- _TASK TO CARRY OUT_
Please scale the lines starting with the one that contains "Where can the building" and going on through the last line. Write them all out again, keeping the requests as they are, and multiply every coordinate in the answers by 0.8, rounding to whole numbers with halves going up.

- _EXTRACTED MATERIAL_
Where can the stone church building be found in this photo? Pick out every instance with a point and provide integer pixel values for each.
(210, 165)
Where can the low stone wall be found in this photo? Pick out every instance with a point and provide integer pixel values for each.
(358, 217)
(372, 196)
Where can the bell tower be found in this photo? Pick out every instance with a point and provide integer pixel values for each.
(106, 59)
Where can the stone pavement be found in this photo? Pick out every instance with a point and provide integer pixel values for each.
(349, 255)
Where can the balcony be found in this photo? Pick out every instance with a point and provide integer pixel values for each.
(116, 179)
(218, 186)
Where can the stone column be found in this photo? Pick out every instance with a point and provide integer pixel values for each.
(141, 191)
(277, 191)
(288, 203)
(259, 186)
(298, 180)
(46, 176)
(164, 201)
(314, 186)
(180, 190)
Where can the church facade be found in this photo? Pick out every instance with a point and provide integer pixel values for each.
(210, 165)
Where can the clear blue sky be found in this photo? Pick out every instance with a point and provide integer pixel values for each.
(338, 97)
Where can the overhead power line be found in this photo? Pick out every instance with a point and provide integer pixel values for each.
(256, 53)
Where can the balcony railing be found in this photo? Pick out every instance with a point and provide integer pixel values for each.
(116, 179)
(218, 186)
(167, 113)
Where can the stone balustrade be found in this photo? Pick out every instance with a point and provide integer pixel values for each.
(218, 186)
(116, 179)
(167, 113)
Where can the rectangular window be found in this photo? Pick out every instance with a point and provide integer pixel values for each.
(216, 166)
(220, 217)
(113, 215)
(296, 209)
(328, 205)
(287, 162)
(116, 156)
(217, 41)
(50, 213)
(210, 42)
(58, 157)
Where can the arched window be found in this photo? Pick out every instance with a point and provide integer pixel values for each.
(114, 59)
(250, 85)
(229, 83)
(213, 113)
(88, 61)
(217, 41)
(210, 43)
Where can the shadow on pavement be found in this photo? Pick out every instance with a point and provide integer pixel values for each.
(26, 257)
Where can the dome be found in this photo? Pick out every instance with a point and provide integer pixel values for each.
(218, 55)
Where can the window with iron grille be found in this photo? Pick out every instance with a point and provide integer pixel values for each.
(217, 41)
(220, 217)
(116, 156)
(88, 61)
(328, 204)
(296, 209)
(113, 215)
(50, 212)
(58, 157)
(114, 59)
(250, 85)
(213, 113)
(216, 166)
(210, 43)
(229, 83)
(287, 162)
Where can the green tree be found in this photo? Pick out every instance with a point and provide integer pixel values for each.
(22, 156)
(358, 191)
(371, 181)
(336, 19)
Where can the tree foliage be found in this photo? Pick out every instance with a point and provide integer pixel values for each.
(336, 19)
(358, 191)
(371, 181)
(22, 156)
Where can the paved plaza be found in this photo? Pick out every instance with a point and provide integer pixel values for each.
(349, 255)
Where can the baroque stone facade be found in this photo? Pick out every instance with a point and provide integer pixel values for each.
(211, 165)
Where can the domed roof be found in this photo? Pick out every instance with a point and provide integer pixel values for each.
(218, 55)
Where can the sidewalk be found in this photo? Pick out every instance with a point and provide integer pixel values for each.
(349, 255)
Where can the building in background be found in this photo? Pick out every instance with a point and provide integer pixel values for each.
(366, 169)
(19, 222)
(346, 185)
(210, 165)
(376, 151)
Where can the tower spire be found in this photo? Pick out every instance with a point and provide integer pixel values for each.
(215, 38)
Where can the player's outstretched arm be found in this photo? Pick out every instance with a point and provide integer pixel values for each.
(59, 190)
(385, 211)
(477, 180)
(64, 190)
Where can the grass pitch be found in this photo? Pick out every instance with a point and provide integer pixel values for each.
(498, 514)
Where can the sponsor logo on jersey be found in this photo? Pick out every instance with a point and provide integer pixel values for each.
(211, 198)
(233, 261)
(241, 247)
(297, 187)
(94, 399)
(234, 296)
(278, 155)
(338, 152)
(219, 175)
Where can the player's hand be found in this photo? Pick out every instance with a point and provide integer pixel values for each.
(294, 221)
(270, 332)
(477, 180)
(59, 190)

- _SOLUTION FOR THIS EXERCISE_
Where can the building in background be found in this photo? Pick out every instance with a point and provide integer pixel values for each.
(293, 135)
(15, 178)
(277, 148)
(168, 132)
(301, 121)
Where can the tower spire be found in this photo? Pick out every instance with a point and provide integer pixel values for each.
(172, 30)
Where can the player's outstretched arm be found in this photo? Pick out every instance with a point and provide integer pixel values for each.
(47, 152)
(308, 169)
(382, 144)
(51, 152)
Where can the grass pitch be found in this photo? Pick out every instance with a point and provide integer pixel values for each.
(398, 411)
Where can the sponsor logo on jersey be found in this photo? Pick out every instance with a point and provide integer pixel values for each.
(169, 158)
(186, 209)
(193, 198)
(238, 150)
(75, 319)
(187, 237)
(222, 124)
(270, 122)
(175, 140)
Where can the player's hand be found in this photo? Pick out every instance with a point and provide integer pixel values for each.
(235, 177)
(216, 266)
(382, 144)
(47, 152)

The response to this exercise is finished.